[Dataset entries]
........

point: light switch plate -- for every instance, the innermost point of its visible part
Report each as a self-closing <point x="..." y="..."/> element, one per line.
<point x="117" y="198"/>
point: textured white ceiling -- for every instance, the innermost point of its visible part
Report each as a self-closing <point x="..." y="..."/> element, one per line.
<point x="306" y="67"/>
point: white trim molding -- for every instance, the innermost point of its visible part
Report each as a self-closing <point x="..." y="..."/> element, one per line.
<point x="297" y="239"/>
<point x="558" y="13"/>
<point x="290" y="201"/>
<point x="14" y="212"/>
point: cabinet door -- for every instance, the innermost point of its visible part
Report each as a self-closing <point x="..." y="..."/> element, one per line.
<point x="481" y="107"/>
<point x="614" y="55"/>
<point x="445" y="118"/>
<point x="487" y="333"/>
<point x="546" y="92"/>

........

_THE TASK_
Print the entries once more, character for character.

_SOLUTION FOR THIS PROBLEM_
point: light switch plate -- for every instance, the innermost point of its visible part
Report each as a self-closing <point x="..." y="..."/> element, one per line.
<point x="117" y="198"/>
point: textured white ceiling -- for every instance, the innermost point of its visible part
Report each as a self-closing <point x="..." y="..."/> element, one per line.
<point x="306" y="67"/>
point: white trim molding -- for every instance, the innermost point of its visible part
Report each as a self-closing <point x="..." y="..."/> element, one per line.
<point x="297" y="239"/>
<point x="558" y="13"/>
<point x="290" y="201"/>
<point x="14" y="212"/>
point: cabinet door -- for every instance, the innermost point of its visible part
Report each as a self-closing <point x="..." y="..."/> element, one per line.
<point x="481" y="107"/>
<point x="614" y="55"/>
<point x="445" y="118"/>
<point x="487" y="333"/>
<point x="546" y="92"/>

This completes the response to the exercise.